--- Exercise data ---

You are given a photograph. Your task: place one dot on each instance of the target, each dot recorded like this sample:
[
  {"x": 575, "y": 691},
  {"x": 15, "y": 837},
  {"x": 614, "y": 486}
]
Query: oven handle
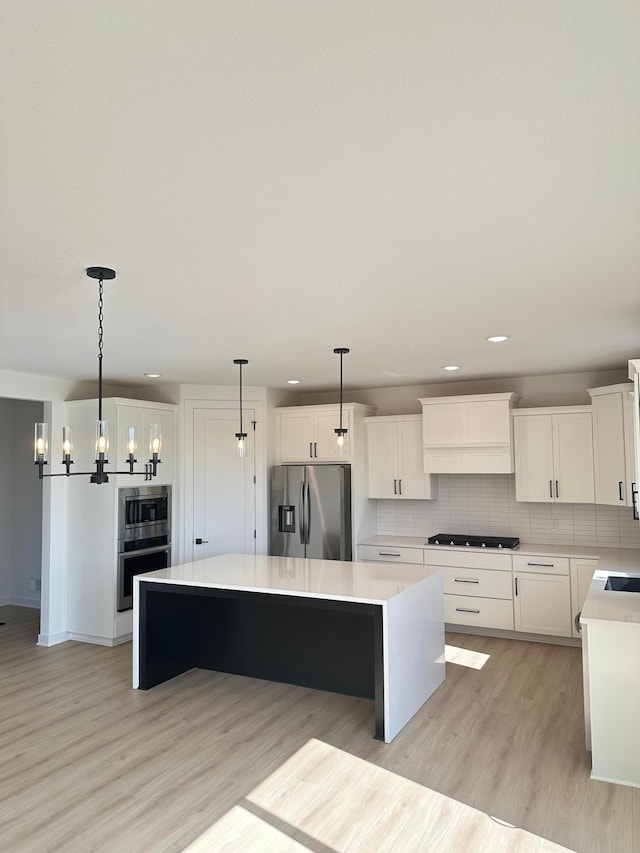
[{"x": 141, "y": 551}]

---

### Exercise
Copy the material above line for line with no changes, and leave the picture out of your copy.

### Answer for the task
You are given a photograph. Your task: place one dot on each instance of the target, each dot recorded like this sample:
[
  {"x": 575, "y": 691},
  {"x": 15, "y": 837},
  {"x": 614, "y": 486}
]
Query: oven handle
[{"x": 141, "y": 551}]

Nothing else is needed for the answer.